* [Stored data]
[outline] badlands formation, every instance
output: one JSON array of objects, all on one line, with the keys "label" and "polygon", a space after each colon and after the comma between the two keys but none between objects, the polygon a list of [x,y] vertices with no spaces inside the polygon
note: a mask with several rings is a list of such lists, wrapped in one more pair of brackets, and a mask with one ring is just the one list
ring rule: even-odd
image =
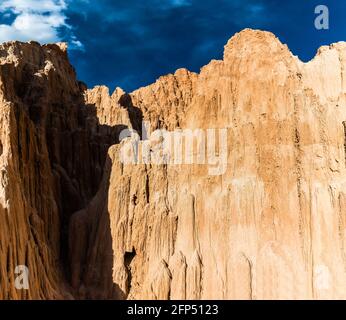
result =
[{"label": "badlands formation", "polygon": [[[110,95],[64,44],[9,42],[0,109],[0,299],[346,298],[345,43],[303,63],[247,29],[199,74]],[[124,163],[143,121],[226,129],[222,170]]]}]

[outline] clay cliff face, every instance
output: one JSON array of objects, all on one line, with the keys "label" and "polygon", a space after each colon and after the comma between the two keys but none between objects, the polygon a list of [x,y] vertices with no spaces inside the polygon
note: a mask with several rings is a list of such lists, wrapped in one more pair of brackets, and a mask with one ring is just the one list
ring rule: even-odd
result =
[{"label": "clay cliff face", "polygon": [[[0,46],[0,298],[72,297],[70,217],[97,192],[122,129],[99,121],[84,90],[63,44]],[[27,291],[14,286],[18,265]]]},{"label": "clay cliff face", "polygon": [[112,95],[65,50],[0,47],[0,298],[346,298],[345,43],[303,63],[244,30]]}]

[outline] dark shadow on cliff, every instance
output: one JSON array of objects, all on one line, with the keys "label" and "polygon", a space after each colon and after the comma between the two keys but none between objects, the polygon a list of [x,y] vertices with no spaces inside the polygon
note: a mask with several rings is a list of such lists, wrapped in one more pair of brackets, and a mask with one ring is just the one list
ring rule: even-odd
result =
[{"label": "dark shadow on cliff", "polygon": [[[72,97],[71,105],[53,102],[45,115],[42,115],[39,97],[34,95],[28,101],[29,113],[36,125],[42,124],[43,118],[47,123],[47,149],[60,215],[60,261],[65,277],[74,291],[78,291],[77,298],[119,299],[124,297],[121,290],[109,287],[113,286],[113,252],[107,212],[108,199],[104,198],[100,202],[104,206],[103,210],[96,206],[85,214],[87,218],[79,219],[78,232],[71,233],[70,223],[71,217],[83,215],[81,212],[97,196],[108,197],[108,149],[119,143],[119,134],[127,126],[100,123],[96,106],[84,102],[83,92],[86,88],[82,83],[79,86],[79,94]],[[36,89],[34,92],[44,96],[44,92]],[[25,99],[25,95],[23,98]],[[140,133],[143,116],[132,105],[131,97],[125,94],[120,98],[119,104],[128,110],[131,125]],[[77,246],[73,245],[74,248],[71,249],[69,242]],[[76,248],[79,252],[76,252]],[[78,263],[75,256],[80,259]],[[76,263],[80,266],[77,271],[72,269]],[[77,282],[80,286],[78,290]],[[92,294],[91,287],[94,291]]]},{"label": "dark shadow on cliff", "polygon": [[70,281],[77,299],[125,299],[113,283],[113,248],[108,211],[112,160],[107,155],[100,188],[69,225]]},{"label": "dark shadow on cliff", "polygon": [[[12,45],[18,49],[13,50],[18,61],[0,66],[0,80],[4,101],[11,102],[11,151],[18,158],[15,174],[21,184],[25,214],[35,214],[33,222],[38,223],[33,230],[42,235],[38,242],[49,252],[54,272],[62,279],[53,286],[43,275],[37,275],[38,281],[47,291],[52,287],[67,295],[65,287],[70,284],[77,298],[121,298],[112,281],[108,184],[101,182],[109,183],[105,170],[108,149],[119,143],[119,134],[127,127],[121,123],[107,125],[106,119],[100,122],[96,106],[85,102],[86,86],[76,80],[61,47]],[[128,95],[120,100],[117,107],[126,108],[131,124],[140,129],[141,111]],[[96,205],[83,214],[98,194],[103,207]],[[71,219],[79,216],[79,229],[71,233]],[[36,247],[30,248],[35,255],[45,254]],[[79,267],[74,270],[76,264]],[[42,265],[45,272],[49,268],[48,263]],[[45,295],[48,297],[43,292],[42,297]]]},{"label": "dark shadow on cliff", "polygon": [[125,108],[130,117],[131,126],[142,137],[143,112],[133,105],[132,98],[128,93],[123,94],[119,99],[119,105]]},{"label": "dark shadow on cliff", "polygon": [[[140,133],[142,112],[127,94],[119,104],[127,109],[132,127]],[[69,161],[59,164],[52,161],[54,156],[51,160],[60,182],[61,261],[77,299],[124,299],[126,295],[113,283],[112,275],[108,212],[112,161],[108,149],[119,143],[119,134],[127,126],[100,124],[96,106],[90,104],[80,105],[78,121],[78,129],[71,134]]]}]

* * *

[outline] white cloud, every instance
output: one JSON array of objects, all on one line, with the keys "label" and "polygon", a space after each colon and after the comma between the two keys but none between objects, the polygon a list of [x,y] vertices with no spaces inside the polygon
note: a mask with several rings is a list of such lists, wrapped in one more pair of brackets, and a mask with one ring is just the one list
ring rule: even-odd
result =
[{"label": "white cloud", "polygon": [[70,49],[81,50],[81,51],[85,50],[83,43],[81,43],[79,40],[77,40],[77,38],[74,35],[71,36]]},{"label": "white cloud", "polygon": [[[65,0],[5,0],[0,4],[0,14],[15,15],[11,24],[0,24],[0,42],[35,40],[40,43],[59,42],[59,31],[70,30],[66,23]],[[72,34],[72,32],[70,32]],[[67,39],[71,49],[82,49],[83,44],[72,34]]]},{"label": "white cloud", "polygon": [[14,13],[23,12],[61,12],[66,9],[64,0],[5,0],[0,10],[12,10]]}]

* [Task requirements] Using the records above, report each line that contains the word "instance" by copying it.

* [Response to this exercise]
[outline] badlands formation, every instance
[outline] clay cliff face, every instance
[outline] dark shadow on cliff, every instance
[outline] white cloud, every instance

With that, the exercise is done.